Copy out the material below line for line, leaving every character unchanged.

Segmentation annotation records:
+++++

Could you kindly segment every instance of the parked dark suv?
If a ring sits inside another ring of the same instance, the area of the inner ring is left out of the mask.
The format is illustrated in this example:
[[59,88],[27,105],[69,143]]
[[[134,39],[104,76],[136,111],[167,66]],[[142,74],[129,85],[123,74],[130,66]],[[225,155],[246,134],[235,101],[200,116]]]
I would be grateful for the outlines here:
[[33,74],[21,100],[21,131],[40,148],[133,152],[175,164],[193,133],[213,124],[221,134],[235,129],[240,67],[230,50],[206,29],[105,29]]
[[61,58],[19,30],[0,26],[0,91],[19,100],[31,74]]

+++++

Task answer:
Could you kindly segment every instance of the parked dark suv?
If a ring sits inside another ring of the same instance, the area of the inner ring is left out of the mask.
The format is illustrated in this example:
[[59,88],[27,105],[69,143]]
[[[134,39],[104,76],[136,111],[167,66]],[[142,74],[129,85],[123,74],[130,66]],[[225,155],[246,134],[235,101],[200,116]]]
I would be grateful for the outlines here:
[[33,74],[21,100],[21,131],[40,148],[133,152],[175,164],[193,133],[213,124],[221,134],[235,129],[240,67],[230,50],[206,29],[105,29]]
[[61,58],[19,30],[0,26],[0,91],[19,100],[31,74]]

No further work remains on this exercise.